*Consegna:* Stabilisci se le affermazioni seguenti concordano con il testo sul Requiem tedesco, rispondendo sì o no e citando alla lettera le parole decisive: (a) la citazione iniziale è del critico Alfred Einstein; (b) i testi biblici dell'opera furono scelti da un collaboratore di Brahms; (c) la traduzione delle Scritture impiegata risale al XVI secolo.

*Blocco di testo:*
════════════════════

Andrea Milanesi domenica 27 aprile 2008
«È uno dei più grandi, dei più personali colloqui con la Morte»: con queste parole il critico Alfred Einstein ha messo a tema il nucleo germinale e la cifra stilistica del Requiem tedesco di Johannes Brahms (1833-1897). Di un'opera monumentale che, all'interno dello sconfinato repertorio di musica sacra, si impone paradossalmente per il suo carattere "non liturgico" e "non cattolico". È stato infatti lo stesso compositore a scegliere dalle Sacre Scritture " nella traduzione "riformata" e in lingua tedesca approntata nel XVI secolo da Lutero " i testi che avrebbero incorniciato il suo grandioso affresco sul significato ultimo dell'esistenza; soffermandosi proprio su quei passi biblici in cui appaiono più evidenti i richiami fiduciosi a un abbandono finale nell'abbraccio divino, personalizzando in modo decisivo l'orientamento spirituale di un lavoro che doveva assumere per lui i toni sommessi dell'estremo commiato dalla vita terrena.

════════════════════

*Dati forniti:*
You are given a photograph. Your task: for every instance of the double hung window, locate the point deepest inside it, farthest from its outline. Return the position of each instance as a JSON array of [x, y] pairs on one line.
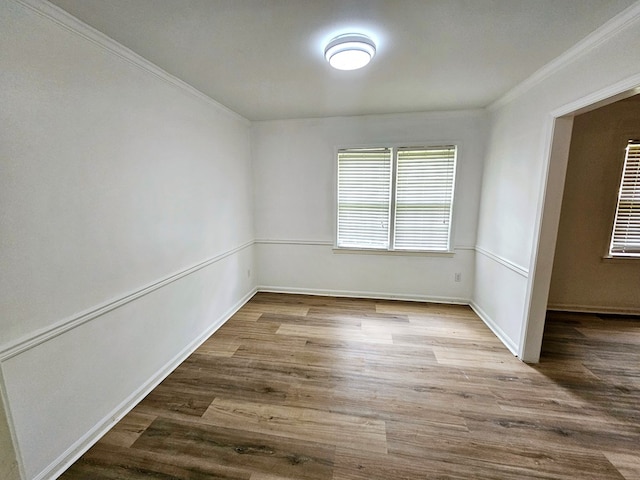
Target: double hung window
[[625, 238], [398, 198]]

════════════════════

*Risposta:*
(a) Sì: «con queste parole il critico Alfred Einstein»
(b) No: «È stato infatti lo stesso compositore a scegliere dalle Sacre Scritture»
(c) Sì: «approntata nel XVI secolo da Lutero»